# Task details:
Two lines below mark the span: the one containing "the blurred teammate" and the one containing "the teammate's ear". Set down both, plus every line between, exactly as they stand, and nothing else.

# Dataset extract:
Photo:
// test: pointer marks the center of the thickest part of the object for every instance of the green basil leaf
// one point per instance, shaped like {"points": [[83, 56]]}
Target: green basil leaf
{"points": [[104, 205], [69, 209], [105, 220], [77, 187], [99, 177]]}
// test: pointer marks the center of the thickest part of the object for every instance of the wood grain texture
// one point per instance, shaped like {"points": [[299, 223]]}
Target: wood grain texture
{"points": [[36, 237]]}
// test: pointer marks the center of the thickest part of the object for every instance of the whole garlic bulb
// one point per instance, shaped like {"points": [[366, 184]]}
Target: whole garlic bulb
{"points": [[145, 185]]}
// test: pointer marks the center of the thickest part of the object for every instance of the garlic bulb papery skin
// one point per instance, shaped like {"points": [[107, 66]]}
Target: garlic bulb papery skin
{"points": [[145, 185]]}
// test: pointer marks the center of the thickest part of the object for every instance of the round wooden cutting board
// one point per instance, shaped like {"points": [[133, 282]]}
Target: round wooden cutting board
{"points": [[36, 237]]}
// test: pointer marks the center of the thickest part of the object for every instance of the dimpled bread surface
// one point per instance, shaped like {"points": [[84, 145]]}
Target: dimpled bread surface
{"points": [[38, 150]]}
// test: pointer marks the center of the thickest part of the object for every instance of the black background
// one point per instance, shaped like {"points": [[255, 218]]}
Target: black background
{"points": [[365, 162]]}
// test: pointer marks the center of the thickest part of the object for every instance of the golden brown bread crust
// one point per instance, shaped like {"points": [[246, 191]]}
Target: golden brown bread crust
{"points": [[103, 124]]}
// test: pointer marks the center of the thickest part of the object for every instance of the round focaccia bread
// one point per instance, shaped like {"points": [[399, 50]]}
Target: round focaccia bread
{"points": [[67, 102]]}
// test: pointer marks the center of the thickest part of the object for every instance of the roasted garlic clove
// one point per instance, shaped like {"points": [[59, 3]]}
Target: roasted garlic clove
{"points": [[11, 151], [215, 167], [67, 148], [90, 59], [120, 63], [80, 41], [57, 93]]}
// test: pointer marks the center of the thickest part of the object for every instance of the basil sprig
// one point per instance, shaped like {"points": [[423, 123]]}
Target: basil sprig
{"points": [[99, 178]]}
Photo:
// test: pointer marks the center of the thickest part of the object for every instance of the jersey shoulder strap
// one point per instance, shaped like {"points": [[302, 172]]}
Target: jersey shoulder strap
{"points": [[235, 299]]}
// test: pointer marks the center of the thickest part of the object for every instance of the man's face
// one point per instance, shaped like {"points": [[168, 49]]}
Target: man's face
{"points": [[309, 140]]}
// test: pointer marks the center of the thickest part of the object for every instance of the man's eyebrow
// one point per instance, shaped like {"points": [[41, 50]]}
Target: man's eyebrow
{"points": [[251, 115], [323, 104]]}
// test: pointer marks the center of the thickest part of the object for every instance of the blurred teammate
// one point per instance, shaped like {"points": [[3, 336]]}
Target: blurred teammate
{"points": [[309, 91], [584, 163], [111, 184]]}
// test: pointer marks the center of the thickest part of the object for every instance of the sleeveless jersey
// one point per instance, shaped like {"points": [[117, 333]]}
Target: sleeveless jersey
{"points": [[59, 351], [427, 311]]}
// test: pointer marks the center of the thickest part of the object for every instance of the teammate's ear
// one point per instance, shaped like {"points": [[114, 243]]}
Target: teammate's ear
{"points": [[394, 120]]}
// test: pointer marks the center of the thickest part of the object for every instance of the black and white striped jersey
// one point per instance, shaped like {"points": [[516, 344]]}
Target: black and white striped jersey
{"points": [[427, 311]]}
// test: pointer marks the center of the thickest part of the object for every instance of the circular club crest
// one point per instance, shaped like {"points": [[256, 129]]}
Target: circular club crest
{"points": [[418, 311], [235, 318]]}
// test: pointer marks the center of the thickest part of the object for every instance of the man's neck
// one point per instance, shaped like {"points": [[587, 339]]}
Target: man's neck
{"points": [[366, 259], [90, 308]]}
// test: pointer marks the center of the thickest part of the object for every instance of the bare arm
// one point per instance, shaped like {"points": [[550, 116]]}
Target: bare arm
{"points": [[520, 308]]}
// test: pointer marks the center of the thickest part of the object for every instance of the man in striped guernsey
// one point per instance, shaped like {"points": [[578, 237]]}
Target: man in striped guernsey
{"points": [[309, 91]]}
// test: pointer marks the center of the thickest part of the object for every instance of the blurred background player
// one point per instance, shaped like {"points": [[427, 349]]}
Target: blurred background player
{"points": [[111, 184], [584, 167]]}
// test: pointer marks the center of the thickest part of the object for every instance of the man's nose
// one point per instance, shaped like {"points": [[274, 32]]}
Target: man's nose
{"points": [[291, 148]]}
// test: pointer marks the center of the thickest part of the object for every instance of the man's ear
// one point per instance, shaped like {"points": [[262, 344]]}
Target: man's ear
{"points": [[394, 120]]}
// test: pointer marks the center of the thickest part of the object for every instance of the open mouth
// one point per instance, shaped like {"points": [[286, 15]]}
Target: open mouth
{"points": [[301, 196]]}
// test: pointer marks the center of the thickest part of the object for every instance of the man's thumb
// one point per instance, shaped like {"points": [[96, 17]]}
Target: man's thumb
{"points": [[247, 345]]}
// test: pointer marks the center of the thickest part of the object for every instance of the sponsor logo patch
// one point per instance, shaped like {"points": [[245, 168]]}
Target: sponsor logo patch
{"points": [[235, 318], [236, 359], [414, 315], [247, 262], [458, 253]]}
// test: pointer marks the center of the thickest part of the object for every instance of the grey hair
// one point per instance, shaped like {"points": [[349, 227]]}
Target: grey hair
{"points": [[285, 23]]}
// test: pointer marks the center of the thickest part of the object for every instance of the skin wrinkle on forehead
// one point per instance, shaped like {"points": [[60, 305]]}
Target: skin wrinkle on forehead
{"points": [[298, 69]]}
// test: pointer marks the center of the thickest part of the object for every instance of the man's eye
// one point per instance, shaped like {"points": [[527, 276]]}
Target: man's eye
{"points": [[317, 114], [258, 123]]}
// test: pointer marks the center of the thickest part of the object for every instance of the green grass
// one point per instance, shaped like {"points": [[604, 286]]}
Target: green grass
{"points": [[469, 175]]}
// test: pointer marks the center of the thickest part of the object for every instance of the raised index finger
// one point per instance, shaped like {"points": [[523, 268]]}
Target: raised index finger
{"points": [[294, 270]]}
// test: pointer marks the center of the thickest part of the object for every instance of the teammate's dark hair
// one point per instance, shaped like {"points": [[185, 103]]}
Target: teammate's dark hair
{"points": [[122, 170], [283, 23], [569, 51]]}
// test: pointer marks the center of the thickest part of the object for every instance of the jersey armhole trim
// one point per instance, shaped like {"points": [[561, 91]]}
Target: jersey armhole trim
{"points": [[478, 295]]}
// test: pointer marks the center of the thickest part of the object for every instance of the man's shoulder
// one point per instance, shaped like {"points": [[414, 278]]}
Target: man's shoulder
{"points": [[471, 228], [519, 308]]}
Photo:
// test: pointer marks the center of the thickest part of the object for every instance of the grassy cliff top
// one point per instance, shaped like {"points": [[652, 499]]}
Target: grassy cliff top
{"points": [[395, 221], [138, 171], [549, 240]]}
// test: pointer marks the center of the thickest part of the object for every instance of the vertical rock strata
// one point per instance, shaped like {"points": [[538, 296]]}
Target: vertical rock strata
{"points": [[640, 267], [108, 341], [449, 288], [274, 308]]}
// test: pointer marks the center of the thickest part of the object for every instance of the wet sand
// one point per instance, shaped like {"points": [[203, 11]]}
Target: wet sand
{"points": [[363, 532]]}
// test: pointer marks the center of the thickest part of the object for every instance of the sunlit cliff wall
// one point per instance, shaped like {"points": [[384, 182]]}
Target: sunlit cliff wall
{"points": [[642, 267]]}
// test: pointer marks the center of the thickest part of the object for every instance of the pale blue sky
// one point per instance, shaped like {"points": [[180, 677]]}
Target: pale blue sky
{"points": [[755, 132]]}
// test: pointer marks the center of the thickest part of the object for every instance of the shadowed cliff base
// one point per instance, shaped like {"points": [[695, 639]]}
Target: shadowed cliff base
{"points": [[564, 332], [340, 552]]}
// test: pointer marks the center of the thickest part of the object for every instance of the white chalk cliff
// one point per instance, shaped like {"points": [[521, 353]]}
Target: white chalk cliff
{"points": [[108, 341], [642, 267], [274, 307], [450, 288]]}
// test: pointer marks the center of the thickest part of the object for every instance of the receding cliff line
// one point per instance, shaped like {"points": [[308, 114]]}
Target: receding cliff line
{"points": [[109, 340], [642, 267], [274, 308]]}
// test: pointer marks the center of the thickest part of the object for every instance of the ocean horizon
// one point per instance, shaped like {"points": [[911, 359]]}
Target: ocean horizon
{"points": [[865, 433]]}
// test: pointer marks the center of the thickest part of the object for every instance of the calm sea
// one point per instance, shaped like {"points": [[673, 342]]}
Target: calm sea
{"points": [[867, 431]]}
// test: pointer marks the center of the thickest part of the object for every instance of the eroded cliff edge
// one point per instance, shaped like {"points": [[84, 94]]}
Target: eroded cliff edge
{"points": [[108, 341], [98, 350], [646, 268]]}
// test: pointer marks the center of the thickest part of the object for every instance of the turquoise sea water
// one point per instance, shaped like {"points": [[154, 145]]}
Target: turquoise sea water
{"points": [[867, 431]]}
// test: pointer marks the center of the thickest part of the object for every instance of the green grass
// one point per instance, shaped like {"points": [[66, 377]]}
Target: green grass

# Exercise result:
// test: pointer marks the center of the thickest part of the object for every instance of the blurred teammate
// one point per instance, shaped like {"points": [[3, 336]]}
Target: blurred teammate
{"points": [[309, 91], [584, 163], [111, 184]]}
// test: pointer marks the center of the thickest part of the object for every instance of the sleeveless jersey
// one point per instance, shaped like {"points": [[117, 333]]}
Target: sleeveless jersey
{"points": [[59, 351], [427, 311]]}
// test: pointer marks the center of the thickest part of the object for every instance of the teammate's ear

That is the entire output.